## Study text:
____
Official Java Client for OpenAI & Spring’s Model Context Protocol Client - JVM Weekly vol. 113
The last one this year
1. Official Java Client from OpenAI and Spring’s Model Context Protocol Implementation
Timeo Samus Altmanus et dona ferentes
How else could we wrap up 2024 if not with AI? It just feels inevitable! In December, most activities have gone into holiday hibernation — except for the mentioned AI, where we’re seeing a cascade of announcements.
And maybe crypto too, but it has long been playing by its own rules.
Let’s start with OpenAI, which launched its 12 Days of OpenAI initiative in December. Over 12 business days, they’ve been rolling out new features, products, and updates related to their AI technology. On Tuesday, during Day 9, they introduced new models—o1 and GPT-4o Realtime API...
...and unveiled another product: OpenAI Java SDK (Beta). Let me set expectations - it’s not a heavyweight framework like Langchain4j, with its own memory model, conversational contexts, and tools. It’s simply an API client—precisely what most people will use before diving into more advanced solutions that come with a steeper learning curve. Think of the Java SDK as a bicycle rather than a space rocket. While nobody rides a rocket to the grocery store, a bicycle is perfect for scripting tasks, in my opinion.
These OpenAI announcements are always worth keeping an eye on, even if I can’t help but associate “12 Days of Christmas” with this classic:
This is not the end when it comes to Java implementations of APIs and protocols. While OpenAI API is a relatively simple solution that anyone can implement with an HTTP Rest Client, the Model Context Protocol from Anthropic is something much more "engineering-interesting." That’s why we’ll start with a quick introduction, and then I’ll explain where the connection with the Java community comes in.
AI models can generate incomplete or inaccurate responses if they lack context or user-specific data. As assistants and AI systems evolve, ensuring access to current and contextual data from various sources becomes an increasing challenge. I’ve personally participated in more than one (or two xD) projects where every integration required creating dedicated solutions for each data source. This increases maintenance costs and the overall "brittleness" of the solutions.
____
## Data provided:

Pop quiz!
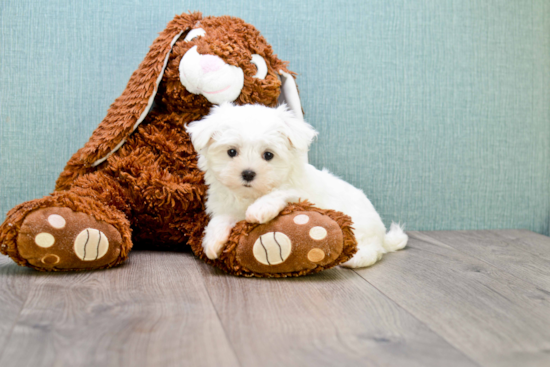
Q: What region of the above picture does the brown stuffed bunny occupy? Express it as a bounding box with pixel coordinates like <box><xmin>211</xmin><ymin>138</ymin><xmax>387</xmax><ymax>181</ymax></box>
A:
<box><xmin>0</xmin><ymin>13</ymin><xmax>356</xmax><ymax>277</ymax></box>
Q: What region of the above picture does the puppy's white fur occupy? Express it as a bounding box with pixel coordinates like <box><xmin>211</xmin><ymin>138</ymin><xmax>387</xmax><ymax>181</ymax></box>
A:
<box><xmin>187</xmin><ymin>103</ymin><xmax>408</xmax><ymax>268</ymax></box>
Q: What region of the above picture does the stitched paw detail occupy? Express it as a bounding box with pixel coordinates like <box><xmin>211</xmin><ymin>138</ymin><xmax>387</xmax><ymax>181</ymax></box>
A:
<box><xmin>17</xmin><ymin>208</ymin><xmax>122</xmax><ymax>270</ymax></box>
<box><xmin>237</xmin><ymin>212</ymin><xmax>343</xmax><ymax>274</ymax></box>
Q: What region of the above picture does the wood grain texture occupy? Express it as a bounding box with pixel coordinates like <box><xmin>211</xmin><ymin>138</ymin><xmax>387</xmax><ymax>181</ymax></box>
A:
<box><xmin>356</xmin><ymin>232</ymin><xmax>550</xmax><ymax>366</ymax></box>
<box><xmin>416</xmin><ymin>231</ymin><xmax>550</xmax><ymax>293</ymax></box>
<box><xmin>0</xmin><ymin>256</ymin><xmax>38</xmax><ymax>356</ymax></box>
<box><xmin>0</xmin><ymin>230</ymin><xmax>550</xmax><ymax>367</ymax></box>
<box><xmin>0</xmin><ymin>252</ymin><xmax>238</xmax><ymax>366</ymax></box>
<box><xmin>197</xmin><ymin>265</ymin><xmax>476</xmax><ymax>367</ymax></box>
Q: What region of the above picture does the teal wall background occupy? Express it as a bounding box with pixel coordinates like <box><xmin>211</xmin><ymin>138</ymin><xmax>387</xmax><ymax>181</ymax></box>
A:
<box><xmin>0</xmin><ymin>0</ymin><xmax>550</xmax><ymax>234</ymax></box>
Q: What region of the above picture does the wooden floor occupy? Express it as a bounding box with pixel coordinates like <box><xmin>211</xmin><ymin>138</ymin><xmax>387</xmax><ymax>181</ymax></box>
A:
<box><xmin>0</xmin><ymin>230</ymin><xmax>550</xmax><ymax>367</ymax></box>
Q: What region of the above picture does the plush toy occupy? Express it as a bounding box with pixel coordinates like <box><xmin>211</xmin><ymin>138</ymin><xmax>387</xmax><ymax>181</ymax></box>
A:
<box><xmin>0</xmin><ymin>13</ymin><xmax>356</xmax><ymax>277</ymax></box>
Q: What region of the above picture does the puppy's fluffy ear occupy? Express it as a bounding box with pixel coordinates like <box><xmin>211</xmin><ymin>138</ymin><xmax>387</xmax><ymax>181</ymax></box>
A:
<box><xmin>186</xmin><ymin>103</ymin><xmax>227</xmax><ymax>152</ymax></box>
<box><xmin>277</xmin><ymin>104</ymin><xmax>318</xmax><ymax>152</ymax></box>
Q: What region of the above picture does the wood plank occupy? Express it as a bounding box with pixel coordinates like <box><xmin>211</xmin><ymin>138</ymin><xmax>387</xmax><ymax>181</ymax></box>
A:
<box><xmin>0</xmin><ymin>251</ymin><xmax>239</xmax><ymax>367</ymax></box>
<box><xmin>197</xmin><ymin>264</ymin><xmax>476</xmax><ymax>367</ymax></box>
<box><xmin>493</xmin><ymin>229</ymin><xmax>550</xmax><ymax>260</ymax></box>
<box><xmin>416</xmin><ymin>231</ymin><xmax>550</xmax><ymax>292</ymax></box>
<box><xmin>356</xmin><ymin>232</ymin><xmax>550</xmax><ymax>366</ymax></box>
<box><xmin>0</xmin><ymin>256</ymin><xmax>36</xmax><ymax>356</ymax></box>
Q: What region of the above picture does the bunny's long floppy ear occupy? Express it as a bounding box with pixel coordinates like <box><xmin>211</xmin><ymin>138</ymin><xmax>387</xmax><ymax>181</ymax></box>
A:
<box><xmin>278</xmin><ymin>70</ymin><xmax>304</xmax><ymax>120</ymax></box>
<box><xmin>68</xmin><ymin>12</ymin><xmax>202</xmax><ymax>169</ymax></box>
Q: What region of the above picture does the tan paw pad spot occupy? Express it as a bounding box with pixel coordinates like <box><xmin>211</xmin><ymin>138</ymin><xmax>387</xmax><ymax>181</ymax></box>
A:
<box><xmin>307</xmin><ymin>248</ymin><xmax>325</xmax><ymax>263</ymax></box>
<box><xmin>74</xmin><ymin>228</ymin><xmax>109</xmax><ymax>261</ymax></box>
<box><xmin>48</xmin><ymin>214</ymin><xmax>67</xmax><ymax>229</ymax></box>
<box><xmin>294</xmin><ymin>214</ymin><xmax>309</xmax><ymax>224</ymax></box>
<box><xmin>309</xmin><ymin>227</ymin><xmax>327</xmax><ymax>241</ymax></box>
<box><xmin>252</xmin><ymin>232</ymin><xmax>292</xmax><ymax>265</ymax></box>
<box><xmin>34</xmin><ymin>232</ymin><xmax>55</xmax><ymax>248</ymax></box>
<box><xmin>41</xmin><ymin>254</ymin><xmax>61</xmax><ymax>265</ymax></box>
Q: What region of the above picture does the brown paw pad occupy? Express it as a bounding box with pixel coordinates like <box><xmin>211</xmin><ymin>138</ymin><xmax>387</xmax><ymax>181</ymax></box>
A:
<box><xmin>236</xmin><ymin>212</ymin><xmax>343</xmax><ymax>273</ymax></box>
<box><xmin>17</xmin><ymin>208</ymin><xmax>122</xmax><ymax>270</ymax></box>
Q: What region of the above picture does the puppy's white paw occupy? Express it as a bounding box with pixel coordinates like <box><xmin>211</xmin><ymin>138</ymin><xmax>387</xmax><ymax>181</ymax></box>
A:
<box><xmin>341</xmin><ymin>246</ymin><xmax>384</xmax><ymax>269</ymax></box>
<box><xmin>246</xmin><ymin>198</ymin><xmax>285</xmax><ymax>224</ymax></box>
<box><xmin>202</xmin><ymin>226</ymin><xmax>232</xmax><ymax>260</ymax></box>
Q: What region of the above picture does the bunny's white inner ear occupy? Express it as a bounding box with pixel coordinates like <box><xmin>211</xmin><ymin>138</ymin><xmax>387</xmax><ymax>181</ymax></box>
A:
<box><xmin>92</xmin><ymin>31</ymin><xmax>185</xmax><ymax>167</ymax></box>
<box><xmin>278</xmin><ymin>70</ymin><xmax>304</xmax><ymax>120</ymax></box>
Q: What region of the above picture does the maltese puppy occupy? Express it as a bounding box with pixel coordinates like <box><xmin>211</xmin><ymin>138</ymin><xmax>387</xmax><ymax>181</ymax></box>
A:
<box><xmin>187</xmin><ymin>103</ymin><xmax>408</xmax><ymax>268</ymax></box>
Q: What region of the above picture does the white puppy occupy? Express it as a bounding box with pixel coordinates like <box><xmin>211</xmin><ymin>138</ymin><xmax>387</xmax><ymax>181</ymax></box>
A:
<box><xmin>187</xmin><ymin>103</ymin><xmax>408</xmax><ymax>268</ymax></box>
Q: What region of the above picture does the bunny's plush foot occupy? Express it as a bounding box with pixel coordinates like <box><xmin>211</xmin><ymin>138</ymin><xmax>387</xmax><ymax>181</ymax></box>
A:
<box><xmin>0</xmin><ymin>192</ymin><xmax>132</xmax><ymax>271</ymax></box>
<box><xmin>17</xmin><ymin>207</ymin><xmax>122</xmax><ymax>270</ymax></box>
<box><xmin>192</xmin><ymin>202</ymin><xmax>356</xmax><ymax>278</ymax></box>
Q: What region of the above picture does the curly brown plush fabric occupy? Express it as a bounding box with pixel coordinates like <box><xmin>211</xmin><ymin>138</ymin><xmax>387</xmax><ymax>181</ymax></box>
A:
<box><xmin>0</xmin><ymin>12</ymin><xmax>354</xmax><ymax>276</ymax></box>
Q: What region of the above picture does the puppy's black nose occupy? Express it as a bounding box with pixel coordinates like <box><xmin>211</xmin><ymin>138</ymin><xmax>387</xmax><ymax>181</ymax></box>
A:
<box><xmin>241</xmin><ymin>169</ymin><xmax>256</xmax><ymax>182</ymax></box>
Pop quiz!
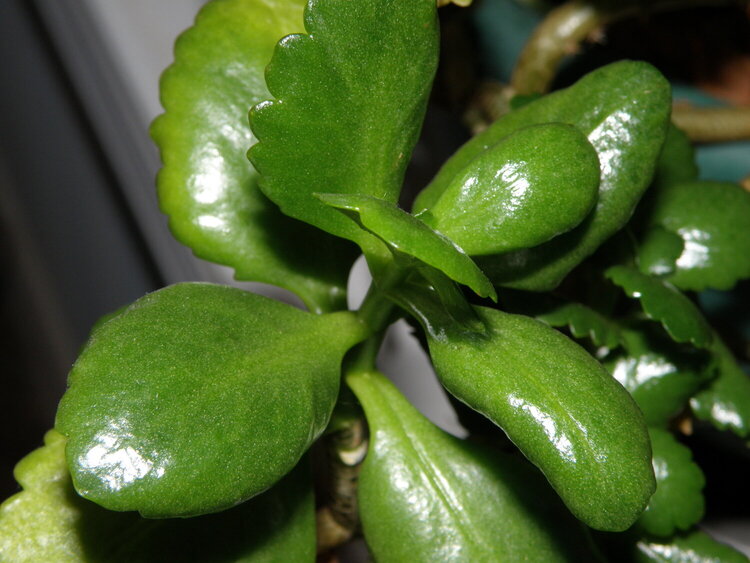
____
Reproduce the entire JVM Weekly text on the official OpenAI Java client and the Model Context Protocol word for word.

## Task solution:
Official Java Client for OpenAI & Spring’s Model Context Protocol Client - JVM Weekly vol. 113
The last one this year
1. Official Java Client from OpenAI and Spring’s Model Context Protocol Implementation
Timeo Samus Altmanus et dona ferentes
How else could we wrap up 2024 if not with AI? It just feels inevitable! In December, most activities have gone into holiday hibernation — except for the mentioned AI, where we’re seeing a cascade of announcements.
And maybe crypto too, but it has long been playing by its own rules.
Let’s start with OpenAI, which launched its 12 Days of OpenAI initiative in December. Over 12 business days, they’ve been rolling out new features, products, and updates related to their AI technology. On Tuesday, during Day 9, they introduced new models—o1 and GPT-4o Realtime API...
...and unveiled another product: OpenAI Java SDK (Beta). Let me set expectations - it’s not a heavyweight framework like Langchain4j, with its own memory model, conversational contexts, and tools. It’s simply an API client—precisely what most people will use before diving into more advanced solutions that come with a steeper learning curve. Think of the Java SDK as a bicycle rather than a space rocket. While nobody rides a rocket to the grocery store, a bicycle is perfect for scripting tasks, in my opinion.
These OpenAI announcements are always worth keeping an eye on, even if I can’t help but associate “12 Days of Christmas” with this classic:
This is not the end when it comes to Java implementations of APIs and protocols. While OpenAI API is a relatively simple solution that anyone can implement with an HTTP Rest Client, the Model Context Protocol from Anthropic is something much more "engineering-interesting." That’s why we’ll start with a quick introduction, and then I’ll explain where the connection with the Java community comes in.
AI models can generate incomplete or inaccurate responses if they lack context or user-specific data. As assistants and AI systems evolve, ensuring access to current and contextual data from various sources becomes an increasing challenge. I’ve personally participated in more than one (or two xD) projects where every integration required creating dedicated solutions for each data source. This increases maintenance costs and the overall "brittleness" of the solutions.